> TUGAS YANG DIPERLUKAN
[A] Jawablah pertanyaan berikut berdasarkan teks tentang Kebenaran Mulia.
(i) Siapa penulis teks tersebut?
(ii) Apa istilah yang dicantumkan dalam tanda kurung untuk Empat kebenaran mulia?
(iii) Menurut teks, apa yang tidak akan muncul jika setiap bagian tubuh sepenuhnya fit dan sehat?
[B] Kembalikan salinan persis bagian dari teks tentang Kebenaran Mulia, mulai dari "Misalnya saja tubuh" dan berakhir pada "akhir dari masalah.".

> POTONGAN DOKUMEN
::::

Pages - Menu

Pages

Kamis, 09 Agustus 2012

Kebenaran Mulia


Kebenaran Mulai tentang Kehidupan Berkeluarga
Oleh: Yang Mulia Bhikkhu Jinnadhammo Mahathera
Banyak orang sering mengatakan bahwa agama Buddha tidak menyenangkan karena terus menerus mengajarkan tentang penderitaan makhluk hidup. Akibatnya mereka merasakan tertekan, dan tidak memperileh suka cita dari mendengarkan dharma, mereka merasa seolah-olah penderitaan dan ketidakpuasanm yagn dibicarakan itu justru menjadi kekuatan yang bergabung dengan penderitaan dan ketidakpuasan yagn sudah ada di dalam diri mereka. sehingga mereka selalu merasa sedih dan patah semangat. Bukan hanya itu saja. Ajaran-ajaran dasar Sang buddha – Empat kebenaran mulia (ariya sacca) dimulai dengan penderitaan sebagai tema ajarannya. Hal ini jaub lebih banyak diajarkan dibanding hal-hal lain. Seolah-olah Sang Buddha justru mengusik orang-orang yang karena takut pada penderitaan datang mencario perlindungan pada dhamma, tetapi sebagai akibatnya, mereka malahan lari menjauh dari dhamma. Mereka tidak ingin duduk dan mendengarkan siapapun yang berbicara tentang penderitaan dan ketidakpuasan. Pernyataan demikian itu sebenarnya menunjukkan bahwa mereka belum memiliki pelatihan agama yang cukup untuk memahami tujuan-tujuan sejati agama Buddha yang mereka anut. Fakta bahwa Sang Buddha mengajarkan tentang penderitaan itu sepenihnya sejalan dengan hal-hal sebagaimana adanya. Itu sesuai dengan nama “Kebenaran Mulia”. Kebenaran ini merupakan prinsip-prinsip dasar Agama Buddha. Kebenaran ini sangatlah benar. Sang Buddha adalah orang yang benar-benar tahu. itulah sebabnya beliau beliay dapat menunjukkan kekurangan dan cacat makhluk hidup karena pada dasarnya semua penderitaan yang kita alami disebabkan oleh kekurangan-kekurangan tersebut.
Misalnya saja tubuh kita terserang penyakit, ini menunjukkan bahwa ada kekurangan di dalam tubuh. Jika setiap bagian tubuh sepenuhnya fit dan sehat tidak akan adea rasa sakit dan penderitaan yang muncul. Hal ini menjadi jelas bila anda melihat pada pasean dengan berbagai penyakit yang memenuhi rumah sakit untuk diperiksa dan diobati. Mereka semua tanpa kecuali memiliki kekurangan di dalam tubuh. Mereka tidak sepenuhnya sehat. Apa yang dilakukan para dokter sewaktu melakukan pemeriksanaan dan memberikan obat? Mereka memeriksa untuk mencari kekurangan di dalam diri pasien, dan memberikan obat untuk menutup kekurangan itu. Jika obatnya manjur untuk penyakit itu, gejala-gejala aklan mereda dan pasean mulai lebih sehat. Dengan alat yang cocok, penyakit akan lenyap. Penderitaan terhenti, itulah akhir dari masalah.

::::

Entri tentang menemukan letak benda bernama
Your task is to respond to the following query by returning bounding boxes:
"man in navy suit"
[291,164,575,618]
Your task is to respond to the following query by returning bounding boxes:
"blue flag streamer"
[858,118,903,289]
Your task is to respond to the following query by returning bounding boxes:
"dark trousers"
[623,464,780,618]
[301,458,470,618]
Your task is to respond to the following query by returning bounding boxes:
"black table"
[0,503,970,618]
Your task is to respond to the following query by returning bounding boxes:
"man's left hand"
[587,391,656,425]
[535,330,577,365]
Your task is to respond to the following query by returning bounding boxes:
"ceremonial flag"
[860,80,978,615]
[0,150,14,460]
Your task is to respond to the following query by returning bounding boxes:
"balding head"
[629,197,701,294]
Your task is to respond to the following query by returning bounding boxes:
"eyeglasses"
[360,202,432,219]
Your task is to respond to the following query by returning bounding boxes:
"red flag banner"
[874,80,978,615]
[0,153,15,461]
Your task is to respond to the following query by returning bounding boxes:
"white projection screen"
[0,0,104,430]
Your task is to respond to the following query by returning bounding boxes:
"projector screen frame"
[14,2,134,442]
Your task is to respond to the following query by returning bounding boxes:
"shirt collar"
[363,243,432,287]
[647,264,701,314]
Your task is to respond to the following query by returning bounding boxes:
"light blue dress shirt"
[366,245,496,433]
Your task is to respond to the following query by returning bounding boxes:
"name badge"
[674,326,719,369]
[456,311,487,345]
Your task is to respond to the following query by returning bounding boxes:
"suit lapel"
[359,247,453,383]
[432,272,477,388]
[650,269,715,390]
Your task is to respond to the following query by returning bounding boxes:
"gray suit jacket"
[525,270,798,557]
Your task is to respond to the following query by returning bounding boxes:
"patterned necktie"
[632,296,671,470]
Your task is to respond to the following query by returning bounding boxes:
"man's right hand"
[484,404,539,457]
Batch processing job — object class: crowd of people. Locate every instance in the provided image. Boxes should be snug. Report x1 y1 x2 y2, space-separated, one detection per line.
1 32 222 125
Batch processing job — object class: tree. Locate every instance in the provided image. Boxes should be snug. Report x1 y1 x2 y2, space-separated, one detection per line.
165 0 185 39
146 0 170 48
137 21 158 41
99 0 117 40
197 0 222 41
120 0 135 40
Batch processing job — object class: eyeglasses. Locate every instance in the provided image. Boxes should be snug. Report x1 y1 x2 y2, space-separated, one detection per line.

::::

> JAWABAN TIAP TUGAS
[A]
(i) Penulisnya adalah Yang Mulia Bhikkhu Jinnadhammo Mahathera.
(ii) Istilahnya adalah ariya sacca.
(iii) Rasa sakit dan penderitaan tidak akan muncul.

[B]
Misalnya saja tubuh kita terserang penyakit, ini menunjukkan bahwa ada kekurangan di dalam tubuh. Jika setiap bagian tubuh sepenuhnya fit dan sehat tidak akan adea rasa sakit dan penderitaan yang muncul. Hal ini menjadi jelas bila anda melihat pada pasean dengan berbagai penyakit yang memenuhi rumah sakit untuk diperiksa dan diobati. Mereka semua tanpa kecuali memiliki kekurangan di dalam tubuh. Mereka tidak sepenuhnya sehat. Apa yang dilakukan para dokter sewaktu melakukan pemeriksanaan dan memberikan obat? Mereka memeriksa untuk mencari kekurangan di dalam diri pasien, dan memberikan obat untuk menutup kekurangan itu. Jika obatnya manjur untuk penyakit itu, gejala-gejala aklan mereda dan pasean mulai lebih sehat. Dengan alat yang cocok, penyakit akan lenyap. Penderitaan terhenti, itulah akhir dari masalah.